_Written problem:_ Reproduce the records below exactly, leaving out any pictures.
_ _ _ _ _ _ _
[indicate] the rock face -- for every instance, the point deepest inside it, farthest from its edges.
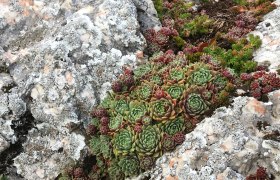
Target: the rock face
(230, 144)
(236, 140)
(57, 59)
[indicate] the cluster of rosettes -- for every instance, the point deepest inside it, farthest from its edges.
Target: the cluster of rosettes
(260, 83)
(135, 125)
(244, 24)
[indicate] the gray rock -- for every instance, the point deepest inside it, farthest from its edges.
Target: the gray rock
(227, 145)
(147, 14)
(269, 31)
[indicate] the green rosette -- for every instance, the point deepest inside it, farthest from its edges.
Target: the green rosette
(115, 122)
(142, 70)
(176, 74)
(162, 109)
(175, 91)
(200, 74)
(120, 106)
(174, 126)
(195, 105)
(144, 91)
(137, 109)
(148, 141)
(123, 142)
(129, 166)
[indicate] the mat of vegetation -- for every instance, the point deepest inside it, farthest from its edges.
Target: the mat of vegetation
(197, 61)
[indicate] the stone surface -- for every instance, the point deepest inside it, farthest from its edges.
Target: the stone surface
(227, 145)
(233, 143)
(269, 31)
(57, 59)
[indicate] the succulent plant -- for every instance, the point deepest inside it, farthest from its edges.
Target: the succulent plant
(114, 171)
(137, 109)
(179, 138)
(175, 91)
(146, 162)
(162, 109)
(144, 91)
(193, 104)
(156, 79)
(148, 142)
(129, 165)
(168, 143)
(100, 145)
(199, 74)
(100, 112)
(142, 70)
(174, 126)
(220, 82)
(120, 105)
(123, 142)
(176, 74)
(115, 122)
(150, 109)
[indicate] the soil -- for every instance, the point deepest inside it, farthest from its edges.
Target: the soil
(224, 19)
(21, 128)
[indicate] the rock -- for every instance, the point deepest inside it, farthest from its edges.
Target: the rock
(6, 131)
(62, 148)
(269, 32)
(228, 145)
(147, 14)
(60, 57)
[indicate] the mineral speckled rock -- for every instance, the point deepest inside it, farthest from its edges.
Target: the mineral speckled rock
(269, 31)
(60, 57)
(227, 145)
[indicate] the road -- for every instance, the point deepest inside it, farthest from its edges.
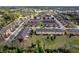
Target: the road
(58, 22)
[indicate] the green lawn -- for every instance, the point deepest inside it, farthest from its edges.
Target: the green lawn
(59, 42)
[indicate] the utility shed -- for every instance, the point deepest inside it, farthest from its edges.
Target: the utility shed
(50, 31)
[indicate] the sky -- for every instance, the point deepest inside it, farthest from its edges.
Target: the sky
(39, 3)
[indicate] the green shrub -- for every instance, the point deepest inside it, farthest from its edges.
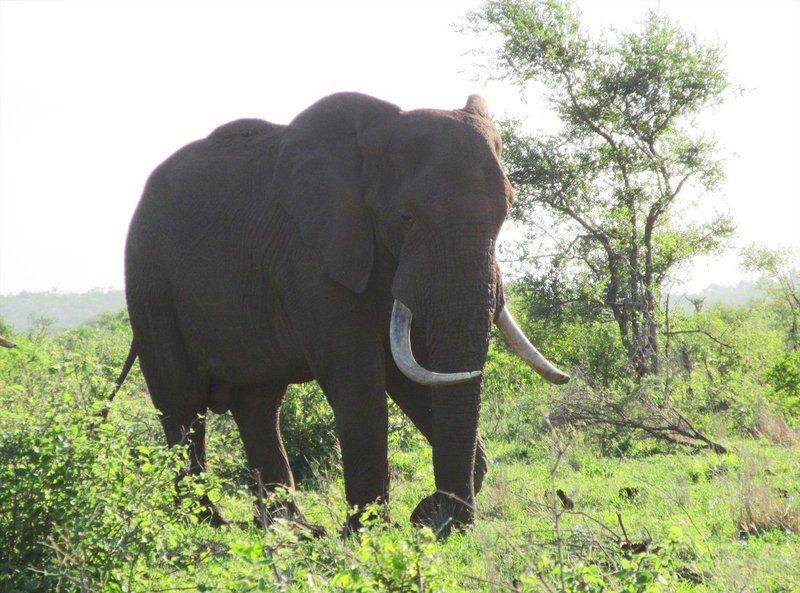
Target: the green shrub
(784, 376)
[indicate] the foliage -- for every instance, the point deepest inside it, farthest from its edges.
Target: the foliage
(610, 179)
(778, 268)
(88, 505)
(784, 376)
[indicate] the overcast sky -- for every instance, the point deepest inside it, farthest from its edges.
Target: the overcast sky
(94, 95)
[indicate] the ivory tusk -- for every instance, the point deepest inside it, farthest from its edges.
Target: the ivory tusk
(520, 344)
(400, 340)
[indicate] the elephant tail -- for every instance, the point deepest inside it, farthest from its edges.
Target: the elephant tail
(126, 368)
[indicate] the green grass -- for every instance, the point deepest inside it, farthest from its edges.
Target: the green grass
(89, 506)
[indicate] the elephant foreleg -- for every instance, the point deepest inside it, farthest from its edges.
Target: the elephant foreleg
(257, 414)
(358, 399)
(415, 402)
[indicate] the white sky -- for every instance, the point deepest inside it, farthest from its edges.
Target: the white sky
(94, 95)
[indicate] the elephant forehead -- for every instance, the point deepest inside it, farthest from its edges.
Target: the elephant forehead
(448, 128)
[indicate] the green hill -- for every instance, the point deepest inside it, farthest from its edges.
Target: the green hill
(57, 310)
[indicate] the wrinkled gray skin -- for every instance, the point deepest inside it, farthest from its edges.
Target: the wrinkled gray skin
(266, 255)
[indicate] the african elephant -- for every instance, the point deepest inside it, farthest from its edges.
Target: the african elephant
(266, 255)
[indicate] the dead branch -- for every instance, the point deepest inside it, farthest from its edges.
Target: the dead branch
(587, 406)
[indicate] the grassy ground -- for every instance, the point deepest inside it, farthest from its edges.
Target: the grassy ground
(89, 506)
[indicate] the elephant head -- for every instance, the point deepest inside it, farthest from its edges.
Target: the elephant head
(425, 190)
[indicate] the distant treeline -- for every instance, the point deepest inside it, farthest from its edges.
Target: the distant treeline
(27, 311)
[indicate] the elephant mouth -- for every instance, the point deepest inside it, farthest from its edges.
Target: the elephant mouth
(400, 341)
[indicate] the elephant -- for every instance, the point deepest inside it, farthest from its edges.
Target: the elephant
(266, 255)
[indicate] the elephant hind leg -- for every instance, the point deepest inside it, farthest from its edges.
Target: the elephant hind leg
(256, 410)
(178, 389)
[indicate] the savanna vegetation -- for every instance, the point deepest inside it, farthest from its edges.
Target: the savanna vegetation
(670, 463)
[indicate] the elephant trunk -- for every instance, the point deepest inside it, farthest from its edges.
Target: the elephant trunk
(400, 340)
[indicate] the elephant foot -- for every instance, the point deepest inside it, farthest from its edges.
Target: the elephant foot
(354, 524)
(288, 512)
(442, 513)
(209, 513)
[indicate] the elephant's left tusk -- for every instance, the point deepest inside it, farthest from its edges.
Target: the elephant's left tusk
(520, 344)
(400, 340)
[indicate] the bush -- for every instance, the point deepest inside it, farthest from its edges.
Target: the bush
(784, 376)
(83, 502)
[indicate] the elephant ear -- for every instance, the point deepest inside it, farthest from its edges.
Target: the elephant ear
(318, 181)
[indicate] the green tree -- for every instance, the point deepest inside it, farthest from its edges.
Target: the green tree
(611, 177)
(779, 270)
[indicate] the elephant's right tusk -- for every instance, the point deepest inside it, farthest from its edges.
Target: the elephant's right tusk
(520, 344)
(400, 339)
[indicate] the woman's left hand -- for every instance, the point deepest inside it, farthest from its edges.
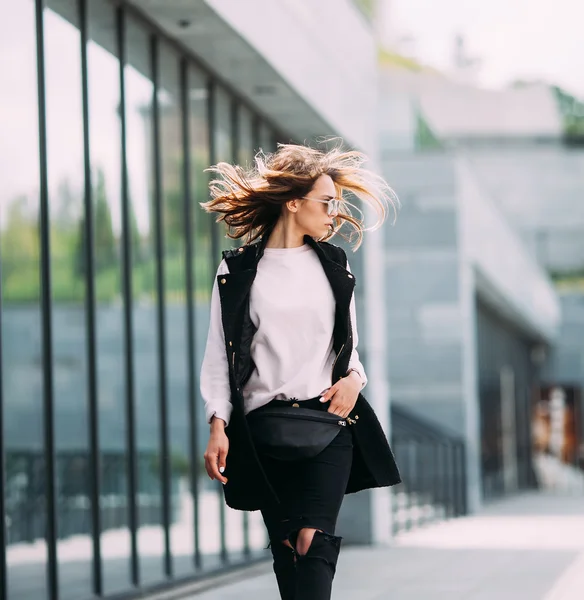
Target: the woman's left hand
(343, 395)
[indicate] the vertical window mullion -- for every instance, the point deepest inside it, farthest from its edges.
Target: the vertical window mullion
(212, 112)
(127, 295)
(46, 317)
(93, 413)
(3, 536)
(191, 358)
(161, 312)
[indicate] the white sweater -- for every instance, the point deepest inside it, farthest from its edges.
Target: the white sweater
(293, 308)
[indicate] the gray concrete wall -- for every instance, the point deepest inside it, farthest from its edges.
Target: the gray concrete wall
(540, 190)
(424, 327)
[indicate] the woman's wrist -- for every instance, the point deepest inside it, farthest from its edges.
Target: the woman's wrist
(353, 373)
(217, 424)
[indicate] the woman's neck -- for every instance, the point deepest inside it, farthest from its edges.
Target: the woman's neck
(283, 236)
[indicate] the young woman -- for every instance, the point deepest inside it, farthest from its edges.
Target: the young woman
(283, 338)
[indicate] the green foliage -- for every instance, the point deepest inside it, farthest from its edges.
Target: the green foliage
(20, 253)
(572, 110)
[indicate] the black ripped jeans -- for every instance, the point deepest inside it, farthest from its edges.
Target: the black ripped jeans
(311, 492)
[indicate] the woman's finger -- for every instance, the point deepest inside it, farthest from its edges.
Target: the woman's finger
(208, 467)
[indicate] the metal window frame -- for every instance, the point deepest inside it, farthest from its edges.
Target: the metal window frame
_ _ _ _ _ _ _
_Right answer:_
[indicate] the rock face -- for every instance, the point deepest inside it, farthest from its edges.
Target: the rock face
(230, 144)
(236, 140)
(57, 59)
[indicate] the cluster of rosettes -- for every instance, the point deepest inside it, farthest from its edges.
Target: the cluster of rosettes
(260, 83)
(135, 125)
(244, 24)
[indicate] the gray rock -- for every instance, the point deepest inside it, farthest from its edges.
Target: the gray rock
(227, 145)
(147, 14)
(269, 31)
[indicate] the green rosette -- for every instance, the point deepest inside it, farthest from its edges.
Target: the green rosette
(115, 122)
(142, 70)
(176, 74)
(162, 109)
(175, 91)
(200, 74)
(120, 106)
(174, 126)
(195, 105)
(144, 91)
(137, 109)
(148, 141)
(123, 142)
(129, 166)
[indicate] the mat of vegetation -- for every instance, the point deepest inside it, farthest from its edges.
Target: the mat of vegetation
(197, 61)
[indicate] the stone surface -- for every instance, the point deepest inside it, farthest from its edges.
Target: the stone surface
(227, 145)
(233, 143)
(269, 31)
(57, 59)
[indicate] the succulent plant -- for every instance, the point deepest inside it, farthest from its edges.
Target: the succulent plant
(114, 171)
(137, 109)
(179, 138)
(175, 91)
(146, 162)
(162, 109)
(144, 91)
(193, 104)
(156, 79)
(148, 142)
(129, 165)
(168, 143)
(100, 145)
(199, 74)
(100, 112)
(142, 70)
(174, 126)
(220, 82)
(120, 105)
(123, 142)
(176, 74)
(115, 122)
(150, 109)
[indicate] the soil -- for every instance, the point deepest inside it, farthest from its edges.
Target: the soil
(224, 19)
(21, 128)
[indicate] the rock -- for every instance, the point deepest inside it, farthest from its edges.
Target: the rock
(6, 131)
(62, 148)
(269, 32)
(228, 145)
(147, 14)
(60, 57)
[indicate] the mineral speckled rock -- for every instance, the point deepest inside it, farthest from its edges.
Target: the mineral speckled rock
(269, 31)
(60, 57)
(227, 145)
[indicate] the road -- for every instance, the point deepest inside it, farthest from its edges.
Target: the road
(58, 22)
[indicate] the green lawn -- for every instance, the point deepest inside it, farthest from its edges.
Target: the green lawn
(59, 42)
[indicate] the utility shed -- for every instance, the point deepest inside it, farthest from its edges.
Target: the utility shed
(50, 31)
[indicate] the sky -- for every instance, the point deepest inside it, farthest from its edges.
Target: the sky
(39, 3)
[indicate] the green shrub -- for every instance, the point deepest inside it, farthest from its edges.
Target: the green shrub
(784, 376)
[indicate] the foliage -- for every instance, the point deepest inside it, farthest from its edges.
Target: the foliage
(610, 179)
(778, 268)
(88, 505)
(784, 376)
[indicate] the overcast sky -- for every instance, the point deepest inside it, farthest from its edges.
Target: the overcast sky
(94, 95)
[indicate] the ivory tusk -- for every instance, the point deepest inside it, farthest from its edges.
Target: the ivory tusk
(520, 344)
(400, 340)
[indicate] the elephant tail -- for every instance, the point deepest inside it, farthest from its edges.
Target: the elephant tail
(126, 368)
[indicate] the green grass -- for every instance, the point deepest inside it, farthest from its edges.
Target: the green grass
(89, 506)
[indicate] the elephant foreleg -- for every instance, the point deepest inside it, farthest from its edges.
Target: the elephant foreleg
(257, 414)
(358, 399)
(415, 402)
[indicate] the white sky -- for every instance, the point deepest inside it, farthest from its edges.
Target: the white sky
(94, 95)
[indicate] the elephant forehead -- for every instance, the point deepest inside it, farthest from its edges.
Target: the elephant forehead
(448, 128)
[indicate] the green hill -- for every instance, the point deepest inside it, farthest from its edges.
Target: the green hill
(57, 310)
[indicate] the wrinkled gray skin -- for every instance, the point deepest inside it, farthest from its edges.
Target: the wrinkled gray skin
(266, 255)
[indicate] the african elephant -- for every instance, the point deepest inside it, farthest from its edges.
Target: the african elephant
(266, 255)
[indicate] the dead branch -- for every instance, the point deepest inside it, farthest from its edges.
Target: the dead branch
(587, 406)
[indicate] the grassy ground -- for every instance, the point deepest inside it, farthest from its edges.
Target: the grassy ground
(89, 506)
[indicate] the elephant head -- for every instance, the point deepest inside it, farthest from its edges.
Target: the elephant head
(425, 190)
[indicate] the distant treeline -- for every instance, the point deepest inside it, farthest from its edges.
Target: the distant treeline
(27, 311)
[indicate] the elephant mouth -- for every instance, the point deepest inside it, farthest from its edges.
Target: the elephant mouth
(400, 341)
[indicate] the elephant -- for every instance, the point deepest inside it, farthest from its edges.
Target: the elephant
(266, 255)
[indicate] the elephant hind leg -- for every instance, the point deepest inside it, farthest from its edges.
Target: the elephant hind leg
(256, 410)
(178, 389)
[indicate] the savanna vegetation -- for every instance, the point deepest inside it, farthest from its edges.
Target: the savanna vegetation
(670, 463)
[indicate] the elephant trunk -- for every instance, the point deepest inside it, farthest from its edges.
Target: the elephant trunk
(400, 340)
[indicate] the elephant foot -- for every instance, the point deepest inside it, farthest from its edges.
Target: the elephant foot
(354, 524)
(288, 512)
(442, 513)
(209, 513)
[indicate] the elephant's left tusk -- for every instance, the point deepest inside it, farthest from its edges.
Target: the elephant's left tusk
(520, 344)
(400, 340)
[indicate] the bush -- for every instance, the point deepest inside it, farthest from its edges.
Target: the bush
(784, 376)
(83, 502)
[indicate] the elephant ear -- for every instance, the point deepest inside it, farthest from its edges.
Target: the elephant ear
(318, 181)
[indicate] the green tree -- for every instance, the point deepest inside it, farthest from its edges.
Target: the green tree
(611, 177)
(779, 270)
[indicate] the elephant's right tusk -- for every instance, the point deepest inside it, farthest from its edges.
Target: the elephant's right tusk
(520, 344)
(400, 339)
[indicate] the woman's left hand -- for every instance, the point deepest inside it, farthest from its edges.
Target: the woman's left hand
(343, 395)
[indicate] the vertical window mullion -- for every instance, the point deepest inside it, farthest from its edges.
Target: the vertical window mullion
(212, 112)
(127, 295)
(46, 317)
(93, 413)
(3, 536)
(191, 358)
(161, 312)
[indicate] the white sweater -- for every instance, the point deepest inside it, farthest from its edges.
Target: the white sweater
(293, 308)
[indicate] the gray concrete wall -- for every instance, the point deepest inside it, farthest from its edges.
Target: the gray concrete wall
(540, 190)
(424, 327)
[indicate] the woman's wrist -- for every instance, the point deepest inside it, farthest from its edges.
Target: the woman's wrist
(353, 373)
(217, 424)
[indicate] the woman's neck -- for every instance, the point deepest inside it, farthest from its edges.
Target: the woman's neck
(283, 236)
[indicate] the young woman -- for every instance, the point deepest inside it, farthest from its edges.
Target: the young woman
(283, 338)
[indicate] the green foliage -- for every instance, the point deepest inside it, farthest from its edges.
Target: the green foliage
(20, 253)
(572, 110)
[indicate] the black ripped jeans -- for every instance, the point deepest inside it, farthest from its edges.
Target: the black ripped jeans
(311, 492)
[indicate] the woman's finger -- for every instance, the point deepest inside it, farthest from its edges.
Target: the woman's finger
(208, 467)
[indicate] the metal window frame -- for every instance, the point deepest inside it, farthest from its edges.
Target: the metal window frame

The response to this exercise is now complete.